What you need to do
Copy out the data exactly, leaving the pictures behind.

Stored rows
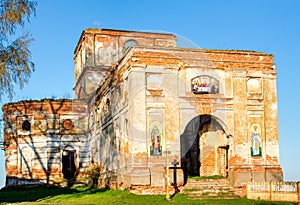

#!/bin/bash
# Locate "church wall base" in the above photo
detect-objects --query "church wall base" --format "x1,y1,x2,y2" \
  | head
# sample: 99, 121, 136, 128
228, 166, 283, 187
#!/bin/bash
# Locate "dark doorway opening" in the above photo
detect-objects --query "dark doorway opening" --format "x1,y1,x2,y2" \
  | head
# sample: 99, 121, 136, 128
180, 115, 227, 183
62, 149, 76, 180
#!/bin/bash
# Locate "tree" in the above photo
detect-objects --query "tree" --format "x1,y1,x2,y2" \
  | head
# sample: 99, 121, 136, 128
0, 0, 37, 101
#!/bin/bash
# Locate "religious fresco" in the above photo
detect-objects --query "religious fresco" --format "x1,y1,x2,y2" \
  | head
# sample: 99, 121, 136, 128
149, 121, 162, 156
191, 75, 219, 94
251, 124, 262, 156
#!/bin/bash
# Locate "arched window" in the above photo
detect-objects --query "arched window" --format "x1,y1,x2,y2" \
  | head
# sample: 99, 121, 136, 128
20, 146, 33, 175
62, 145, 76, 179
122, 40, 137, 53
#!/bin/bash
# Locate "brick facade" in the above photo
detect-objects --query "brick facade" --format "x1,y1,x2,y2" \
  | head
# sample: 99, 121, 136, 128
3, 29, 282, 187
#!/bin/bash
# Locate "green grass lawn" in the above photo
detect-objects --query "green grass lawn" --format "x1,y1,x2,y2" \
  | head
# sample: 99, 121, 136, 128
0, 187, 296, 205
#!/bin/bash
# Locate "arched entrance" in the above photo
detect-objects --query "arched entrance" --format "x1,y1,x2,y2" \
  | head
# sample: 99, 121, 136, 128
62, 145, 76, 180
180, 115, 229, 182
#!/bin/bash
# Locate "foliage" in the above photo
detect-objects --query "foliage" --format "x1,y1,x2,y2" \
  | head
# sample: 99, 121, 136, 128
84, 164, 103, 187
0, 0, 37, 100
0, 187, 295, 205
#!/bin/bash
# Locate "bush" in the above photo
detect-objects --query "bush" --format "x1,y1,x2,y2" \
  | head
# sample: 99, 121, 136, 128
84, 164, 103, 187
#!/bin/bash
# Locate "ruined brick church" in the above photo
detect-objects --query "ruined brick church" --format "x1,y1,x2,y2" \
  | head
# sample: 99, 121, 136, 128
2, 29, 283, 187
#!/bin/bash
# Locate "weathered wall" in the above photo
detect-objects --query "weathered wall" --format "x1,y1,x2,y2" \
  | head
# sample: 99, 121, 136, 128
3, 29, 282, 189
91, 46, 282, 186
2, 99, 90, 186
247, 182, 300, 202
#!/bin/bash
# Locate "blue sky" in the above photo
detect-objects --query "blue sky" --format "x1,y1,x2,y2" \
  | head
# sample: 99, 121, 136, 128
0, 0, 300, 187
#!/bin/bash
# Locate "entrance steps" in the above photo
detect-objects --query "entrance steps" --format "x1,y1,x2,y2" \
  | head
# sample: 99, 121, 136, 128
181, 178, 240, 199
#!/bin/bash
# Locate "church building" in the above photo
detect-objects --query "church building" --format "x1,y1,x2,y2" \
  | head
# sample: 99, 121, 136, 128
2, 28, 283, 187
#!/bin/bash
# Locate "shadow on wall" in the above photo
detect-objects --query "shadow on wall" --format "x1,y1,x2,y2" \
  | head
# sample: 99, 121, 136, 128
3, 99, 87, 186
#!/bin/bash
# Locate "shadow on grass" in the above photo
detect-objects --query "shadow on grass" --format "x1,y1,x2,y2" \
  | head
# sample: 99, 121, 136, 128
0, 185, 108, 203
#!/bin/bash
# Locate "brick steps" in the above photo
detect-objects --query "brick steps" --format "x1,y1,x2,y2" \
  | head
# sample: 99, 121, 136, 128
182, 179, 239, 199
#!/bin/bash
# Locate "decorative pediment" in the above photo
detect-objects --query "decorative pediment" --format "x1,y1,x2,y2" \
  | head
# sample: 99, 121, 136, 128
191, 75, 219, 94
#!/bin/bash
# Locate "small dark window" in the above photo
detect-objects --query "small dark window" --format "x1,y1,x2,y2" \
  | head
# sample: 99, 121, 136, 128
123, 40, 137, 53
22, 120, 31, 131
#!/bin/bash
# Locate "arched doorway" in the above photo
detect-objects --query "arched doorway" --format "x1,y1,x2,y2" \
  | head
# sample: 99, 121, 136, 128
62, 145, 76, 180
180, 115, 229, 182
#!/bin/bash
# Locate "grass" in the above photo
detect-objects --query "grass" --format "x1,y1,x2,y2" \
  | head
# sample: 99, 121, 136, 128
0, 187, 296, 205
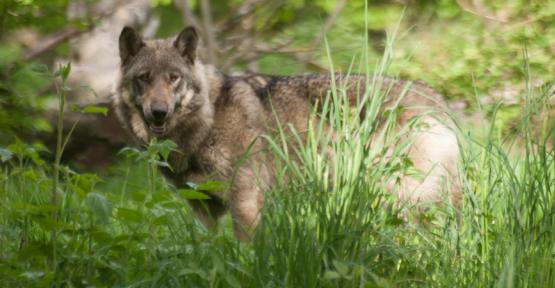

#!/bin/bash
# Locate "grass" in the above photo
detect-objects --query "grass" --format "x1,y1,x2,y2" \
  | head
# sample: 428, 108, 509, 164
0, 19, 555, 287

Worked solution
#!/bin/bash
# Locate "church wall base" in the above photo
detect-objects --query "church wall base" --format "x1,y1,x2,y2" \
  | head
# sample: 99, 121, 136, 128
228, 166, 283, 187
#!/bin/bash
# Locate "dark doorway opening" in the above photo
detect-objects --query "dark doorway opening" --format "x1,y1,x2,y2" \
  | head
# sample: 99, 121, 136, 128
180, 115, 227, 183
62, 149, 76, 180
#!/bin/bash
# Locate "tree" in the above photo
detect-objects --query "tree" --format "x1,y1,x2,y2" \
  | head
# sample: 99, 121, 136, 128
0, 0, 37, 101
#!/bin/bash
# Locate "religious fresco" in the above photo
detect-objects --query "religious fresco" --format "x1,y1,x2,y2" \
  | head
# sample: 99, 121, 136, 128
149, 121, 162, 156
191, 75, 219, 94
251, 124, 262, 156
#!/bin/bash
# Locate "arched window" in the above photo
detect-objects --query "arched window" --format "x1,y1,x2,y2" \
  | head
# sample: 99, 121, 136, 128
20, 146, 33, 175
62, 145, 76, 179
122, 40, 137, 53
#!/bin/bash
# Locate "brick facade" in the above photo
detect-objects --query "brick facade" --format "x1,y1,x2,y2" \
  | head
# sample: 99, 121, 136, 128
3, 29, 282, 187
#!/bin/bash
# Locate "green grass lawn" in the above photo
detect-objects --query "green grass lawn" --format "x1,y1,x2,y2" \
  | head
# sample: 99, 121, 136, 128
0, 187, 296, 205
#!/bin/bash
# Locate "arched entrance" in the above photo
detect-objects --query "arched entrance" --format "x1,y1,x2,y2" \
  | head
# sample: 99, 121, 136, 128
62, 145, 76, 180
180, 115, 229, 182
#!/bin/bash
# Locate "foliage" in the above photo
detect-objects --query "foliage" --format "x1,y1,x2,y2" \
  | head
# sample: 99, 121, 136, 128
84, 164, 103, 187
0, 0, 37, 100
0, 187, 295, 205
#!/bin/bash
# Locate "bush" in the above photo
detect-objects --query "bush" --format "x1,y1,x2,y2" \
  | head
# sample: 99, 121, 136, 128
84, 164, 103, 187
#!/bin/bash
# Locate "ruined brick church" in the above photo
detect-objects --query "ruined brick church" --format "x1,y1,x2,y2" \
  | head
# sample: 99, 121, 136, 128
2, 29, 283, 187
#!/bin/bash
# Locate "weathered wall" in the above photo
detect-objects --query "weathered wall" --format "x1,y1,x2,y2" \
  | head
# sample: 99, 121, 136, 128
3, 29, 282, 189
91, 46, 282, 186
2, 99, 90, 186
247, 182, 300, 202
#!/bin/bash
# Locate "blue sky" in the above photo
detect-objects --query "blue sky" --format "x1,y1,x2,y2" \
  | head
# sample: 99, 121, 136, 128
0, 0, 300, 187
#!/bin/bash
# Locate "entrance steps" in the above photo
detect-objects --query "entrance steps" --format "x1,y1,x2,y2" \
  | head
# sample: 99, 121, 136, 128
181, 178, 240, 199
#!/bin/bash
# Locate "church building" in the above photo
detect-objects --query "church building" --format "x1,y1,x2,y2" \
  | head
# sample: 99, 121, 136, 128
2, 28, 283, 187
#!/bin/bash
# Locate "shadow on wall" in the above photo
detect-objects --query "shadow on wall" --format "x1,y1,x2,y2" \
  | head
# sample: 99, 121, 136, 128
3, 99, 87, 186
#!/bin/bash
# Locate "shadow on grass" in the above photo
detect-objects --query "shadow on grass" --format "x1,y1,x2,y2" \
  | head
# sample: 99, 121, 136, 128
0, 185, 108, 203
#!/bin/bash
# Locate "brick steps" in the above photo
detect-objects --query "brick steps" --format "x1,y1,x2,y2" \
  | head
# sample: 99, 121, 136, 128
182, 179, 239, 199
#!/bin/bash
# Locate "decorative pediment" in the above photo
detect-objects --query "decorative pediment" --format "x1,y1,x2,y2" \
  | head
# sample: 99, 121, 136, 128
191, 75, 219, 94
#!/bin/bash
# Locate "small dark window" in the above photo
detect-objects --query "small dark window" --format "x1,y1,x2,y2" \
  | head
# sample: 99, 121, 136, 128
123, 40, 137, 53
22, 120, 31, 131
#!/bin/bash
# Locate "arched doorway" in the above photo
detect-objects --query "arched doorway" --format "x1,y1,x2,y2" \
  | head
# sample: 99, 121, 136, 128
62, 145, 76, 180
180, 115, 229, 182
#!/bin/bash
# Locate "grass" in the above photo
detect-objects --query "grass" --format "x1,y1,x2,y2" \
  | head
# sample: 99, 121, 136, 128
0, 187, 296, 205

#!/bin/bash
# Locate "grass" in the above photo
detect-objects --query "grass" --format "x1,y1,x2,y2" \
  | head
# sample: 428, 108, 509, 164
0, 19, 555, 287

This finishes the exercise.